Stored dataset items →
═══
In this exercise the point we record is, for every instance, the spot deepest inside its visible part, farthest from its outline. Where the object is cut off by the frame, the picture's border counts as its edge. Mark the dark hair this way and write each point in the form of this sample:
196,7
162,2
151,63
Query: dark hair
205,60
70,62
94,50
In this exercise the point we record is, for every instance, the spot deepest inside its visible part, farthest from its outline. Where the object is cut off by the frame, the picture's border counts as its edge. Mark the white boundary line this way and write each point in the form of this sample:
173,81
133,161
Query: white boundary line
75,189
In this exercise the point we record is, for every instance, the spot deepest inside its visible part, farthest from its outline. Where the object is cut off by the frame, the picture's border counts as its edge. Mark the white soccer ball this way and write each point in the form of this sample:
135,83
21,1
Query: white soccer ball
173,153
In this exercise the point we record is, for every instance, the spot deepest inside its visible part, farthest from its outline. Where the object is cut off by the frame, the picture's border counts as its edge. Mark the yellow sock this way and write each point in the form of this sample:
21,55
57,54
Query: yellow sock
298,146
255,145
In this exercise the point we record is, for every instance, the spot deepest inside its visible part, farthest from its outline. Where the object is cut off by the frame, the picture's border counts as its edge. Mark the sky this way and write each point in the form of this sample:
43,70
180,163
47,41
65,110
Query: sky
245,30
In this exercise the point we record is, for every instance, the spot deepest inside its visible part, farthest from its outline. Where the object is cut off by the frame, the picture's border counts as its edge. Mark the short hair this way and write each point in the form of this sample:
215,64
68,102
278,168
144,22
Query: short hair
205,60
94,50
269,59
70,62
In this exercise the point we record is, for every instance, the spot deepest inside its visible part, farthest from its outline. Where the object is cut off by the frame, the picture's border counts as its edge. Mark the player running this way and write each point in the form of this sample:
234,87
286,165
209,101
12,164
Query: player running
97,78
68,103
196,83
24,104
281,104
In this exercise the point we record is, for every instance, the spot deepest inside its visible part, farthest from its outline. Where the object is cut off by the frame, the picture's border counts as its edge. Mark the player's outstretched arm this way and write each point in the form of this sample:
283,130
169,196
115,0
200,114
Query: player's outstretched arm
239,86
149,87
═══
Write out, word for word, every line from the one containing "the player running" through the last line of the records above.

In this exercise the point we record is, for every instance, the spot deepest inside its visible part, farthest from its outline. Where the object is cut off by the frame, the picture's border counts as its edge. Mark the player running this way and write each point in the form of this sample:
234,87
286,165
209,101
12,164
Query: player running
97,78
68,103
196,83
24,104
281,104
In this exercise the point we record is, for every instance, the spot deepest inside its visible part, farthest from its outline. Where the object is cut off by the frame, the picture's border counts as its edge. Mark the player's outstretched arm this way and write each point in the form of this sample:
283,130
169,196
115,0
200,114
Query: player's outstretched arm
239,86
149,87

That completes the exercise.